**PASSAGE TO READ**

[mod.sources] v06i050: Binary search for strings in a file

sources-request@mirror.UUCP (07/11/86)

Submitted by: hplabs!hpfcla!ajs
Mod.sources: Volume 6, Issue 50
Archive-name: bsearchstr

[  I compiled and tested this on a 4.2BSD Vax750 and had no problems.
   The README is right -- just do a "vanilla cc"; add -DDEBUG to
   get a test stub with main.  --r$ ]

#!/bin/sh
# This is a shell archive.  Remove anything before this line,
# then unpack it by saving it in a file and typing "sh file".
#
# Wrapped by mirror!rs on Fri Jul 11 15:00:17 EDT 1986
# Contents:  README bsearchstr.3 bsearchstr.c
 
echo x - README
sed 's/^XX//' > "README" <<'@//E*O*F README//'
XXInformation on bsearchstr(3):

XX1.  This library routine is like bsearch(3), but generalized to work
XX    with files (not memory images) of random length strings (not fixed
XX    length objects).

XX2.  Unlike bsearch(), it is well-behaved.  If more than one data item
XX    (text line) matches the pattern, it returns the first matching item,
XX    not a random one.

XX3.  It's been around a while, well tested, and shown itself to be
XX    generally useful, mainly for lookups into large, sorted lists.

XX4.  It runs on HP-UX (AT&T V.2); hasn't been tested on other variants.

XX5.  No makefile provided or needed -- compilation and linking are
XX    vanilla.

XX6.  No warranty express or implied accompanies this software.  Caveat
XX    emptor.  See the manual entry.

XXAlan Silverstein, Hewlett-Packard Systems Software Operation, Fort Collins,
XXColorado; {ihnp4 | hplabs}!hpfcla!ajs; 303-229-3053; (lat-long on request :-)
@//E*O*F README//
chmod u=rw,g=rw,o=rw README
 
echo x - bsearchstr.3
sed 's/^XX//' > "bsearchstr.3" <<'@//E*O*F bsearchstr.3//'
XX.TH BSEARCHSTR 3 "HP Experimental"
XX.SH NAME
XXbsearchstr \- binary search a sorted file of random-length strings
XX.SH SYNOPSIS
XX.B "long bsearchstr (stream, pattern, caseins, tellnext)"

**WRITTEN TASK A**
According to the bsearchstr post, what does the routine return when more than one text line matches the pattern?

**INPUT MATERIAL**
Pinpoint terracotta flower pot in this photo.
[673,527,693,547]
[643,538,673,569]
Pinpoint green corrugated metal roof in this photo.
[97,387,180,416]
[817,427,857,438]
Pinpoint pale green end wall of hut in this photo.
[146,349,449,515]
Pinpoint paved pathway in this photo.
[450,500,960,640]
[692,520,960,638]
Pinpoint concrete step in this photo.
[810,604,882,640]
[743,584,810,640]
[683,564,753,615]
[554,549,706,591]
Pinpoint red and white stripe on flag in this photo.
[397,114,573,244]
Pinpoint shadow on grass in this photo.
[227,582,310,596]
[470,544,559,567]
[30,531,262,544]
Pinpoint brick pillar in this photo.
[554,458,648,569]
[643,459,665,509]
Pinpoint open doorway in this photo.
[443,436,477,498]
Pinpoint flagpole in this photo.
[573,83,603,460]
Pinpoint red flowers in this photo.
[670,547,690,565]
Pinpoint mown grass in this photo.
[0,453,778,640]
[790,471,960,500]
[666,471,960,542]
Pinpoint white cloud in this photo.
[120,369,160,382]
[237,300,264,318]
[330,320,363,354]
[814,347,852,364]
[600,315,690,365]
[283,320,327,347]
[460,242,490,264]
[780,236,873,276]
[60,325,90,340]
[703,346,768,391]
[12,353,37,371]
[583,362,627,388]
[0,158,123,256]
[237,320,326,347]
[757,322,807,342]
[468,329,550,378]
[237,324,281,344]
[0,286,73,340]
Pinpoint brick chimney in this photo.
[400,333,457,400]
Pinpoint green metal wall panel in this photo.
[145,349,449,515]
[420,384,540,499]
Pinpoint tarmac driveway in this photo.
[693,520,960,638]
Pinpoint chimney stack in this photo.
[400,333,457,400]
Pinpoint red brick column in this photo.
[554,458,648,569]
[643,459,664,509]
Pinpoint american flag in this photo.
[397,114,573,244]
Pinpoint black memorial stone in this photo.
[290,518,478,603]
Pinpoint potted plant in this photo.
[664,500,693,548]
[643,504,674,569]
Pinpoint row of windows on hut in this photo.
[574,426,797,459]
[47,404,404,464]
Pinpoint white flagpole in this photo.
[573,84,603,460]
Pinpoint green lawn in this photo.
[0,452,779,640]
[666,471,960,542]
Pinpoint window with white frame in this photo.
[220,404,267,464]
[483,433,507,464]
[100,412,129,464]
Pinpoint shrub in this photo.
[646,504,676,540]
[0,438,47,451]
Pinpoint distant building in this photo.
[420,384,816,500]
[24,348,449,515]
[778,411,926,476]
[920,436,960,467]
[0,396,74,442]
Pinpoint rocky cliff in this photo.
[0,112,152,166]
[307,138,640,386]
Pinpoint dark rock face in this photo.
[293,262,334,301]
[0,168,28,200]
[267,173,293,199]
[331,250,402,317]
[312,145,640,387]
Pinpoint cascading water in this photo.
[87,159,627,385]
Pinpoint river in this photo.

**WRITTEN TASK B**
Echo the stretch of the records from the line containing "Pinpoint rocky cliff in this photo." through the end of the records.

**COMPLETE OUTPUT A**
It returns the first matching item, not a random one.

**COMPLETE OUTPUT B**
Pinpoint rocky cliff in this photo.
[0,112,152,166]
[307,138,640,386]
Pinpoint dark rock face in this photo.
[293,262,334,301]
[0,168,28,200]
[267,173,293,199]
[331,250,402,317]
[312,145,640,387]
Pinpoint cascading water in this photo.
[87,159,627,385]
Pinpoint river in this photo.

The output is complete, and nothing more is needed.